— BEGIN SUPPLIED MATERIAL —
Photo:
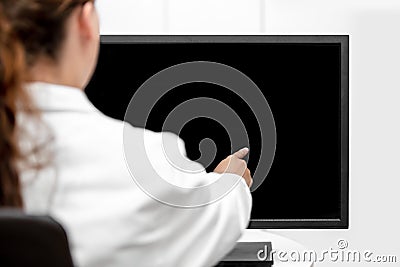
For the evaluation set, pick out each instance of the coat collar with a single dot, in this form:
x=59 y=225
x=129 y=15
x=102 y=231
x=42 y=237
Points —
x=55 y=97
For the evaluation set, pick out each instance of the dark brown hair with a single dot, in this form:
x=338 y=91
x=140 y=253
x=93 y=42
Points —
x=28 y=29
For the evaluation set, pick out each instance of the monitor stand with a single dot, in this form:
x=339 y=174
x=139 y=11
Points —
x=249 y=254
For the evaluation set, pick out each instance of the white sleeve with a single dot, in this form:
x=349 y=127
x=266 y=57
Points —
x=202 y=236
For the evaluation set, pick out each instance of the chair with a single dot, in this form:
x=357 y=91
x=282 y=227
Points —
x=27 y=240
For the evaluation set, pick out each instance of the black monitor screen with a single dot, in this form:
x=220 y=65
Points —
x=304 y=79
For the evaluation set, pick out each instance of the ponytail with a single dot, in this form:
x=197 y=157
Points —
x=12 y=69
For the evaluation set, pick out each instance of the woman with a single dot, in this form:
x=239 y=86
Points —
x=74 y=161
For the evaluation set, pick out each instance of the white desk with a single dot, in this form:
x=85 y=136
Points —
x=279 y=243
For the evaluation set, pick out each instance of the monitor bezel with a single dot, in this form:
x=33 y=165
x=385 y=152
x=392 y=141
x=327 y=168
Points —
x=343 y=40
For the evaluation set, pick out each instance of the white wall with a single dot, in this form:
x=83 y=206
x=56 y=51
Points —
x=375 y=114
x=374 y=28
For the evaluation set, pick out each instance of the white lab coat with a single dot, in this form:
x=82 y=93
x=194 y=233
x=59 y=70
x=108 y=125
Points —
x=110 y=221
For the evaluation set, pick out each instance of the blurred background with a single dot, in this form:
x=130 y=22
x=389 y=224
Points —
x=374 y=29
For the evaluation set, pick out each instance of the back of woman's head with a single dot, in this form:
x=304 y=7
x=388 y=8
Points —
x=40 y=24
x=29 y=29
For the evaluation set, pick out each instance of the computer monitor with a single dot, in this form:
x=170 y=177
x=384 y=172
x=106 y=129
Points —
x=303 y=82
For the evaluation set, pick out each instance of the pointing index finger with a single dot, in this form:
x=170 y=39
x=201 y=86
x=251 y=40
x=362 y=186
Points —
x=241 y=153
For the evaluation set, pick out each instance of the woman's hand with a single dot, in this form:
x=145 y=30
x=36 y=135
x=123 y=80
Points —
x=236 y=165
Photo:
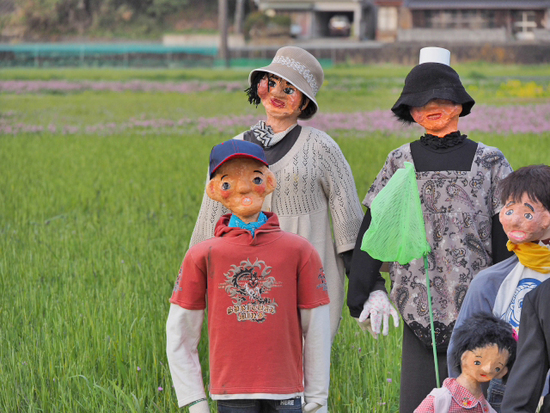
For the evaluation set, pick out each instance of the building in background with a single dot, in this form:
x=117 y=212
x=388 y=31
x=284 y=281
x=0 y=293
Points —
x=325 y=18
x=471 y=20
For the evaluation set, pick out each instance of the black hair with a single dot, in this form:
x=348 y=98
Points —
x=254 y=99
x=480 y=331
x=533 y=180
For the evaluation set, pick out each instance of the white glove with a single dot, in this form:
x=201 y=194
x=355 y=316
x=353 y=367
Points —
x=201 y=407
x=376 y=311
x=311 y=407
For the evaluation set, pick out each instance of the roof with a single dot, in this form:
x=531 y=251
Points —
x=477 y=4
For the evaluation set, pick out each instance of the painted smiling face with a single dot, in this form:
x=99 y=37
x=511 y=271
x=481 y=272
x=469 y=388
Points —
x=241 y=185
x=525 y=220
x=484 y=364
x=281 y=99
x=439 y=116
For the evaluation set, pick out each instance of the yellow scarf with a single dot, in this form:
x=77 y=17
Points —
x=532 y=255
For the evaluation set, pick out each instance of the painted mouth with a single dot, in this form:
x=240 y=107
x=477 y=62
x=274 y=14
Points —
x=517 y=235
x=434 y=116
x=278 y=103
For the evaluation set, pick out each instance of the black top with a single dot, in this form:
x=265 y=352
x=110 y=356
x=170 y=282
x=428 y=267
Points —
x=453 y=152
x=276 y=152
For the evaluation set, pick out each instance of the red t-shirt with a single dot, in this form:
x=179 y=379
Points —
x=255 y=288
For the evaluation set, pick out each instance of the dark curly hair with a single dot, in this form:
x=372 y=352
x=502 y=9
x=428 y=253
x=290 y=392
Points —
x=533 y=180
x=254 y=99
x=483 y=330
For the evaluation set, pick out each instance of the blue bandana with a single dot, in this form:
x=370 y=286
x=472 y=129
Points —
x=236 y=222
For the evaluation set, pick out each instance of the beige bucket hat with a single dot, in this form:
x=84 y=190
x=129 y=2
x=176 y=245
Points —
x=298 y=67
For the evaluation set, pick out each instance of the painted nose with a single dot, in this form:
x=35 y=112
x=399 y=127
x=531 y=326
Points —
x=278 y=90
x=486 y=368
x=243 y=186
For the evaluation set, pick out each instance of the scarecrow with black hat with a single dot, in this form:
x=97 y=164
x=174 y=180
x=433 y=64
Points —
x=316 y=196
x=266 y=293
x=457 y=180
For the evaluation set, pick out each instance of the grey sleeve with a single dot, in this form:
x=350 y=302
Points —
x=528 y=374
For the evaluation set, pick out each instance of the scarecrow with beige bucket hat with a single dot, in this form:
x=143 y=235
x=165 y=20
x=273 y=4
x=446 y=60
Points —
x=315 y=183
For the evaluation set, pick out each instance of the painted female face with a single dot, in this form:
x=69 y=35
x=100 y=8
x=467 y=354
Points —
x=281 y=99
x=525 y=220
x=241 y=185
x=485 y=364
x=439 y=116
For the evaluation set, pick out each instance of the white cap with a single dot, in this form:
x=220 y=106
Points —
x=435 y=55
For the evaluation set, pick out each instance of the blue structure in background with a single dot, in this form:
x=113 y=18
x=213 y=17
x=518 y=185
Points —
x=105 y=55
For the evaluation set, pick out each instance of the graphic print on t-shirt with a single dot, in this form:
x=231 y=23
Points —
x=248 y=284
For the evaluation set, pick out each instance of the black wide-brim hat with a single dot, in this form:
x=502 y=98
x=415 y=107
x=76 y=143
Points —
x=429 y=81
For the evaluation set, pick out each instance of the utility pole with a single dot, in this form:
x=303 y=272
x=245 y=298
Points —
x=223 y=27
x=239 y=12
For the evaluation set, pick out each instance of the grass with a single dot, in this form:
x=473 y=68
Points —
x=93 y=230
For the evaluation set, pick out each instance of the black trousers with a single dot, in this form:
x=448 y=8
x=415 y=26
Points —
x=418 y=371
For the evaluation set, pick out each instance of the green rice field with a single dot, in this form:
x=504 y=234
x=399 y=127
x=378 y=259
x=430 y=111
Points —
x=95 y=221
— END SUPPLIED MATERIAL —
BRIEF: Rewrite all of the data above, changing every "pick out" to "mark" and leaving everything else as it is. Omit the pictures from your answer.

EXERCISE OUTPUT:
Photo:
For the evaluation set, mark each instance of the coat collar with a single dot, in this form:
x=59 y=225
x=129 y=15
x=102 y=231
x=42 y=237
Points —
x=55 y=97
For the evaluation set, mark each instance of the dark brown hair with a single dot, in this form:
x=338 y=91
x=140 y=253
x=93 y=42
Points —
x=28 y=29
For the evaluation set, mark each instance of the monitor stand with a single dot, in this form:
x=339 y=174
x=139 y=11
Points —
x=249 y=254
For the evaluation set, mark each instance of the white sleeve with a single dot, in this form:
x=349 y=127
x=266 y=57
Points —
x=202 y=236
For the evaluation set, mark each instance of the chair with a single dot, in this form:
x=357 y=91
x=282 y=227
Points —
x=27 y=240
For the evaluation set, mark each instance of the black monitor screen with a single dot, in this form:
x=220 y=65
Points —
x=304 y=79
For the evaluation set, mark each instance of the ponytail with a single dot, in this form:
x=197 y=157
Points —
x=12 y=69
For the evaluation set, mark each instance of the woman with a single dot, in this form:
x=239 y=86
Points —
x=74 y=161
For the evaluation set, mark each instance of the white desk with a single dot, in this form:
x=85 y=136
Points —
x=279 y=243
For the evaluation set, mark each instance of the monitor bezel with a single dot, in this form:
x=33 y=165
x=385 y=152
x=392 y=141
x=327 y=168
Points —
x=343 y=40
For the evaluation set, mark each instance of the white wall with a single dot, in this form:
x=83 y=206
x=56 y=51
Points —
x=375 y=114
x=374 y=28
For the evaluation set, mark each instance of the white lab coat with a single dot, in this form:
x=82 y=93
x=194 y=233
x=59 y=70
x=108 y=125
Points —
x=110 y=221
For the evaluation set, mark each instance of the blurred background with a single dot, in this form:
x=130 y=22
x=389 y=224
Points —
x=374 y=29
For the evaluation set, mark each instance of the back of woman's head with a single dot, in this form:
x=304 y=7
x=388 y=8
Points —
x=40 y=24
x=29 y=29
For the evaluation set, mark each instance of the computer monitor with a single dot, in this form:
x=170 y=177
x=384 y=172
x=106 y=129
Points —
x=303 y=82
For the evaluation set, mark each instance of the pointing index finger with a single dot, in this form:
x=170 y=39
x=201 y=86
x=251 y=40
x=362 y=186
Points —
x=241 y=153
For the evaluation set, mark each instance of the woman's hand with a single dot, in this form:
x=145 y=30
x=36 y=135
x=123 y=80
Points —
x=236 y=165
Photo:
For the evaluation set, mark each instance of the building in background with a single dot, in this form:
x=117 y=212
x=388 y=31
x=284 y=281
x=0 y=293
Points —
x=325 y=18
x=471 y=20
For the evaluation set, mark each instance of the black hair with a single dot, in this form:
x=348 y=98
Points —
x=254 y=99
x=480 y=331
x=533 y=180
For the evaluation set, mark each instance of the white glove with a single dot, in this form:
x=201 y=194
x=355 y=316
x=353 y=367
Points —
x=201 y=407
x=376 y=311
x=311 y=407
For the evaluation set, mark each instance of the roof with a single dot, in this form:
x=531 y=251
Points —
x=477 y=4
For the evaluation set, mark each instance of the painted smiling face with a single dot, in this form:
x=99 y=37
x=511 y=271
x=481 y=272
x=469 y=388
Points —
x=241 y=185
x=525 y=220
x=484 y=364
x=281 y=99
x=439 y=116
For the evaluation set, mark each instance of the yellow scarf with a single dot, in this form:
x=77 y=17
Points —
x=532 y=255
For the evaluation set, mark each instance of the painted mouth with a single dot, in this form:
x=240 y=107
x=477 y=62
x=274 y=14
Points —
x=517 y=235
x=434 y=116
x=278 y=103
For the evaluation set, mark each instance of the black top with a single dot, in this form:
x=265 y=352
x=110 y=356
x=170 y=282
x=428 y=267
Points —
x=453 y=152
x=276 y=152
For the evaluation set, mark each instance of the red t-shirt with a single dot, in this form:
x=179 y=379
Points —
x=255 y=288
For the evaluation set, mark each instance of the dark curly hair with a single dot, in this form:
x=372 y=352
x=502 y=9
x=428 y=253
x=290 y=392
Points —
x=533 y=180
x=254 y=99
x=483 y=330
For the evaluation set, mark each instance of the blue bandana with a single dot, in this form:
x=370 y=286
x=472 y=129
Points —
x=236 y=222
For the evaluation set, mark each instance of the beige bucket hat with a single dot, in this form:
x=84 y=190
x=129 y=2
x=176 y=245
Points —
x=298 y=67
For the evaluation set, mark each instance of the painted nose with a single dot, in this form:
x=35 y=112
x=399 y=127
x=531 y=326
Points —
x=278 y=90
x=486 y=368
x=243 y=186
For the evaluation set, mark each instance of the scarecrow with black hat with a single dot, in this form:
x=97 y=164
x=174 y=180
x=433 y=64
Points —
x=316 y=196
x=266 y=293
x=457 y=180
For the evaluation set, mark each instance of the grey sleeve with a single dot, in this form:
x=350 y=302
Points —
x=528 y=374
For the evaluation set, mark each instance of the scarecrow with beige bucket hat with a single dot, in this form:
x=143 y=235
x=165 y=20
x=273 y=4
x=446 y=60
Points —
x=315 y=183
For the evaluation set, mark each instance of the painted female face with a single dot, in this form:
x=69 y=35
x=100 y=8
x=467 y=354
Points —
x=281 y=99
x=525 y=220
x=241 y=185
x=485 y=364
x=439 y=116
For the evaluation set, mark each instance of the white cap with a single dot, in this form:
x=220 y=106
Points —
x=435 y=55
For the evaluation set, mark each instance of the blue structure in background with a single dot, in this form:
x=113 y=18
x=213 y=17
x=518 y=185
Points —
x=105 y=55
For the evaluation set, mark each instance of the graphic print on t-shirt with a single dot, in this form:
x=231 y=23
Points —
x=248 y=284
For the evaluation set, mark each instance of the black wide-brim hat with a single dot, in this form:
x=502 y=98
x=415 y=107
x=76 y=143
Points —
x=429 y=81
For the evaluation set, mark each instance of the utility pole with a single dot, in this form:
x=303 y=272
x=245 y=298
Points —
x=223 y=27
x=239 y=12
For the evaluation set, mark each instance of the grass with a single dot, in this form:
x=473 y=68
Points —
x=93 y=230
For the evaluation set, mark each instance of the black trousers with a single dot, in this form:
x=448 y=8
x=415 y=26
Points —
x=418 y=371
For the evaluation set, mark each instance of the green rice field with a single dot, in this form:
x=504 y=234
x=399 y=127
x=378 y=259
x=430 y=111
Points —
x=95 y=221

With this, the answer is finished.